■ The request ■
Can you copy the lines from the one that contains "Mark every instance of the mall" through the end of the material below, exactly and with nothing else?

Labeled-object pointing entries:
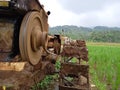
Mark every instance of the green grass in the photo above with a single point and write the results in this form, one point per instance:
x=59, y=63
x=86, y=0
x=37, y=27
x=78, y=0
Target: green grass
x=104, y=60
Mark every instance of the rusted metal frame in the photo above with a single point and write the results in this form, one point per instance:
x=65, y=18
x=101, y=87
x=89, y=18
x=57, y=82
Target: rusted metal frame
x=66, y=70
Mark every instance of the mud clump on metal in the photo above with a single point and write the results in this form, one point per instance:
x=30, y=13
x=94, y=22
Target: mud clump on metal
x=74, y=76
x=24, y=56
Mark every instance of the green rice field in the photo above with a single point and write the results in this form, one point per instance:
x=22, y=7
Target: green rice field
x=104, y=61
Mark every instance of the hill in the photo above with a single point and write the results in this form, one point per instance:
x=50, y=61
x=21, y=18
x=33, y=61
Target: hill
x=95, y=34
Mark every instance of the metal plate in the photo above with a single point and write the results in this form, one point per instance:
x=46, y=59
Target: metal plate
x=30, y=21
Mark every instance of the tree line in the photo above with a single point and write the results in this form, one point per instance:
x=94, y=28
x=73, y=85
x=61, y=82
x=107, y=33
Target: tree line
x=94, y=34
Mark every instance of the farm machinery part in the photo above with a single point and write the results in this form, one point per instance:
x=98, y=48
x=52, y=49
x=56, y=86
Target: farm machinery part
x=25, y=57
x=28, y=53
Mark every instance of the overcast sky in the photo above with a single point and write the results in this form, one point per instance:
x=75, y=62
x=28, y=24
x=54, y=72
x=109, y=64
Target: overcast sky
x=83, y=12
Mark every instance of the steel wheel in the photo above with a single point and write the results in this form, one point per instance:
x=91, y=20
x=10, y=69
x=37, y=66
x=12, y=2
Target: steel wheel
x=32, y=38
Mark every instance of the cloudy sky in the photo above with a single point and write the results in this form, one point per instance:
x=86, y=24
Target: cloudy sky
x=83, y=12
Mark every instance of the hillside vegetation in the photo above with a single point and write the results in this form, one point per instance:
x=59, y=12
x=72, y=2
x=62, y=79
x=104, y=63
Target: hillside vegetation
x=94, y=34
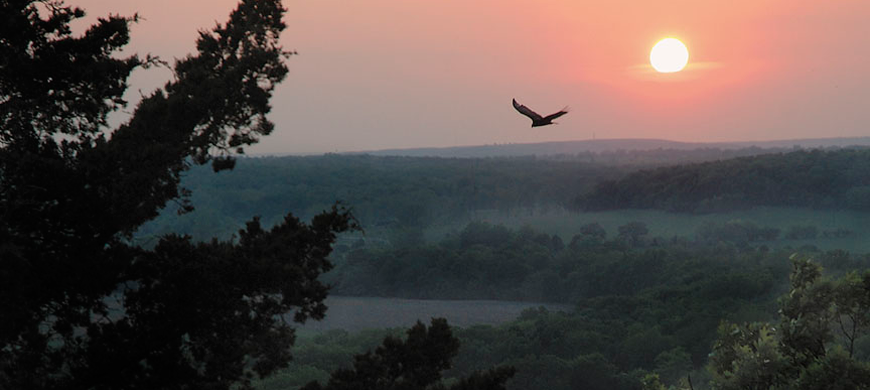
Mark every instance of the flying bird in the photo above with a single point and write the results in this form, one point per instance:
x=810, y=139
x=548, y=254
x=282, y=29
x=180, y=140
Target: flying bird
x=537, y=119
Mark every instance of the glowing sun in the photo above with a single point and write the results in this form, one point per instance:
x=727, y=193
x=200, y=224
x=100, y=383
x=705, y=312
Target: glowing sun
x=669, y=55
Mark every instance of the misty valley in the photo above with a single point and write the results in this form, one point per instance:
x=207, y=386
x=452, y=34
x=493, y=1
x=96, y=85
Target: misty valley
x=173, y=216
x=624, y=269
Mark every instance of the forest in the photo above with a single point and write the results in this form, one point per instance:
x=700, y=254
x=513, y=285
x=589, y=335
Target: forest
x=149, y=255
x=649, y=307
x=814, y=178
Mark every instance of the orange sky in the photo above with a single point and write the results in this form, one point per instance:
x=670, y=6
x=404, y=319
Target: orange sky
x=380, y=74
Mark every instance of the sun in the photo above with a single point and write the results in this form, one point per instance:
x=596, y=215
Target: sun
x=669, y=55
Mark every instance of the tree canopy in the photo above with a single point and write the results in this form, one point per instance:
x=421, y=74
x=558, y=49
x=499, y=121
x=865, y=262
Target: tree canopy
x=84, y=306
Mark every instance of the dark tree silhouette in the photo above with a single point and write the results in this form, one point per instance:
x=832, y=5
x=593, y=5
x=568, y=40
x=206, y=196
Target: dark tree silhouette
x=84, y=307
x=412, y=364
x=537, y=119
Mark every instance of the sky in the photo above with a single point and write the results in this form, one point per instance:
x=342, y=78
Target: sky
x=381, y=74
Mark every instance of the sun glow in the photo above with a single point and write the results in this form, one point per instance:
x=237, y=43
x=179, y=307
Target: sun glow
x=669, y=55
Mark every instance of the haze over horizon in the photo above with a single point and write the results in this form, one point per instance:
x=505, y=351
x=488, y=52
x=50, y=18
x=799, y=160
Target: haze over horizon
x=387, y=74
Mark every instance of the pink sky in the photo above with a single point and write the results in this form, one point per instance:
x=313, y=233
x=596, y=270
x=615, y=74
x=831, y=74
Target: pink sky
x=381, y=74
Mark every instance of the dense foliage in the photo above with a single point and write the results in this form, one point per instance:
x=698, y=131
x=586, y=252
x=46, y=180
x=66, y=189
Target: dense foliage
x=819, y=342
x=818, y=179
x=81, y=307
x=644, y=309
x=384, y=191
x=415, y=363
x=485, y=261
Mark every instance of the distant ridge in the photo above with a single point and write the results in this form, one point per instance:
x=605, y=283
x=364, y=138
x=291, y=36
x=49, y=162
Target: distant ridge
x=609, y=145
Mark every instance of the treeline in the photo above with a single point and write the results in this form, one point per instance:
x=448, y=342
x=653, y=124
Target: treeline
x=815, y=178
x=414, y=191
x=640, y=308
x=383, y=191
x=486, y=261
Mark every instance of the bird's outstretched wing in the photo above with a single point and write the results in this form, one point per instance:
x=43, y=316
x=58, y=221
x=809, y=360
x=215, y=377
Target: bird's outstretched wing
x=528, y=112
x=556, y=115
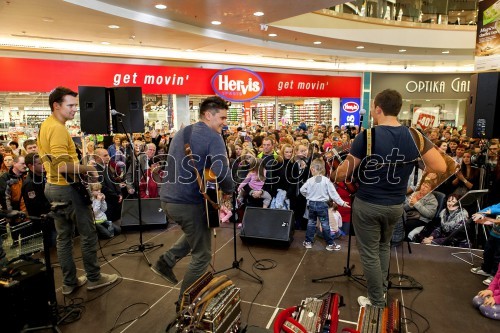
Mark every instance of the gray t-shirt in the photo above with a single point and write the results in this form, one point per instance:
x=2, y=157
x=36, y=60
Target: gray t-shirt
x=208, y=149
x=383, y=177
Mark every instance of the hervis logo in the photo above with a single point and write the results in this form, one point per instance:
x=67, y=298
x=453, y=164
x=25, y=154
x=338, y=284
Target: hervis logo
x=237, y=84
x=351, y=107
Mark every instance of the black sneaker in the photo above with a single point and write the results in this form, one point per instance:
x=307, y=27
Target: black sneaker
x=162, y=269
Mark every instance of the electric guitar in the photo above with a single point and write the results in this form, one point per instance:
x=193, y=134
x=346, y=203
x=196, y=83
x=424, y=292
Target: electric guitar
x=215, y=195
x=334, y=157
x=209, y=189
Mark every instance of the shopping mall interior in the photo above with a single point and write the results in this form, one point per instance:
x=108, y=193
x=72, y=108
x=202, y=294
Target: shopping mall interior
x=425, y=49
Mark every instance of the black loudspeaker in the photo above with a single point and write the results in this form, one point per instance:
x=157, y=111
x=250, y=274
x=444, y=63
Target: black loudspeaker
x=24, y=296
x=274, y=226
x=94, y=110
x=152, y=214
x=127, y=100
x=483, y=115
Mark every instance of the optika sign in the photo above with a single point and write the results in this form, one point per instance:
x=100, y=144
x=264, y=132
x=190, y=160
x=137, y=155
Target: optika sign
x=350, y=107
x=237, y=84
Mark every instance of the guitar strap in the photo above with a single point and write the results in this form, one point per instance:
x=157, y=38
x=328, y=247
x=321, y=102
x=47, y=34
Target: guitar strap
x=417, y=138
x=77, y=185
x=188, y=152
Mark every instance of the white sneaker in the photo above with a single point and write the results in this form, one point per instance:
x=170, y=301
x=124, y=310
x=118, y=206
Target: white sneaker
x=363, y=301
x=66, y=290
x=488, y=281
x=333, y=247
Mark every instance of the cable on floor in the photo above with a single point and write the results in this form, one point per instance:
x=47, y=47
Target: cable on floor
x=116, y=324
x=421, y=316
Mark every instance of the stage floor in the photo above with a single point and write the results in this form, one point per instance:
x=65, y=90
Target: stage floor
x=443, y=305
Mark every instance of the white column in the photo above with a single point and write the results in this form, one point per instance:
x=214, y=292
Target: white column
x=335, y=111
x=181, y=111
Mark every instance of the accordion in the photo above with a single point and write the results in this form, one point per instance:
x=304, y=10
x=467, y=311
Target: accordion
x=210, y=304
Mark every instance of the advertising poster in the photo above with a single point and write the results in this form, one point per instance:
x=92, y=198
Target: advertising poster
x=349, y=111
x=487, y=55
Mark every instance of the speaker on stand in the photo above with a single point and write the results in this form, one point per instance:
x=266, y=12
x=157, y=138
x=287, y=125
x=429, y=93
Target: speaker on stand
x=272, y=226
x=483, y=114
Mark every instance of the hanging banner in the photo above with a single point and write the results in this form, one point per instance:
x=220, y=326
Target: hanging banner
x=25, y=75
x=425, y=117
x=488, y=36
x=349, y=111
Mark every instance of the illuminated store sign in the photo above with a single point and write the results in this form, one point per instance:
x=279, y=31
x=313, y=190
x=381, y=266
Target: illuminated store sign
x=349, y=111
x=237, y=84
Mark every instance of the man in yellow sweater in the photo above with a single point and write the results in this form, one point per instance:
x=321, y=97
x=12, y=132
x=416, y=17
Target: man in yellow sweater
x=60, y=160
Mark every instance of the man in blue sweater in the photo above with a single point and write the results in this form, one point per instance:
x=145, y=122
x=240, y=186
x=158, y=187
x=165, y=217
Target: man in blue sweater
x=180, y=193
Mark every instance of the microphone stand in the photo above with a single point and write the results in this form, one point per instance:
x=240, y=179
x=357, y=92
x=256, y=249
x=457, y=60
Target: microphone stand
x=141, y=247
x=232, y=219
x=348, y=268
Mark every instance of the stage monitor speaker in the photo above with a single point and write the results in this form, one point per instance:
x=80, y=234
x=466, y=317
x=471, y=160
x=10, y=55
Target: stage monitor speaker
x=274, y=226
x=483, y=115
x=94, y=109
x=24, y=296
x=127, y=100
x=152, y=214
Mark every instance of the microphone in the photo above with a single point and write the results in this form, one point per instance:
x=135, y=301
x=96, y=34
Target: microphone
x=116, y=113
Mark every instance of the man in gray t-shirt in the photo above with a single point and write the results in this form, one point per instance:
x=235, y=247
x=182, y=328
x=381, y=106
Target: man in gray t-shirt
x=379, y=202
x=180, y=195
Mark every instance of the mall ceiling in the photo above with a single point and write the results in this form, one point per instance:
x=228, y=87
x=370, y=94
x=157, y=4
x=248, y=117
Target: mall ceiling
x=185, y=30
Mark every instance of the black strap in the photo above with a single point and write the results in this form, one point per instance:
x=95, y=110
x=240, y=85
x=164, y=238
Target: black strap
x=188, y=130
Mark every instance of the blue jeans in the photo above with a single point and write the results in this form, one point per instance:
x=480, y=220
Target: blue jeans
x=78, y=215
x=374, y=225
x=196, y=239
x=318, y=209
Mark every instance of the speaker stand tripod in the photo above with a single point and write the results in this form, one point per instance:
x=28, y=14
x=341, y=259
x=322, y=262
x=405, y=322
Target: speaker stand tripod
x=348, y=268
x=236, y=263
x=141, y=247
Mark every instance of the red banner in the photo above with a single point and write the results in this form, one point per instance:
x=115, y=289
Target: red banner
x=425, y=120
x=34, y=75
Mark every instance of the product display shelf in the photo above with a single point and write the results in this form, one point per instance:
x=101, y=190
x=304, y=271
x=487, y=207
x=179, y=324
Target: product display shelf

■ Solution ■
Mark every instance of the mall ceiling in the photo above with a single point and write the results in this form, one point per instance:
x=228, y=87
x=370, y=94
x=157, y=4
x=248, y=117
Target: mall ceiling
x=185, y=30
Mark every instance of the black strap in the photo above with a single point and write the results in this form, one point per instance:
x=95, y=110
x=240, y=85
x=164, y=238
Target: black strap
x=188, y=130
Mark every instance of the blue jeans in the photo above with a single point and write the results in this form, one point per instance:
x=480, y=220
Target: blue jeans
x=78, y=215
x=374, y=225
x=196, y=239
x=318, y=209
Mark every instance of the speaker stand tripod in the photo above with a single point and write the results in this form, one point per instance:
x=28, y=14
x=341, y=259
x=322, y=262
x=405, y=322
Target: speaker stand tripod
x=348, y=268
x=236, y=263
x=141, y=247
Mark every instance of the red banner in the photo above with a single point and write the results in this form, one point per instance:
x=115, y=289
Target: red banner
x=425, y=120
x=34, y=75
Mark every instance of the product display shelf in the photo above with a single point and write the results in this form, one point per instance:
x=101, y=190
x=304, y=271
x=487, y=207
x=179, y=324
Target: product display shelf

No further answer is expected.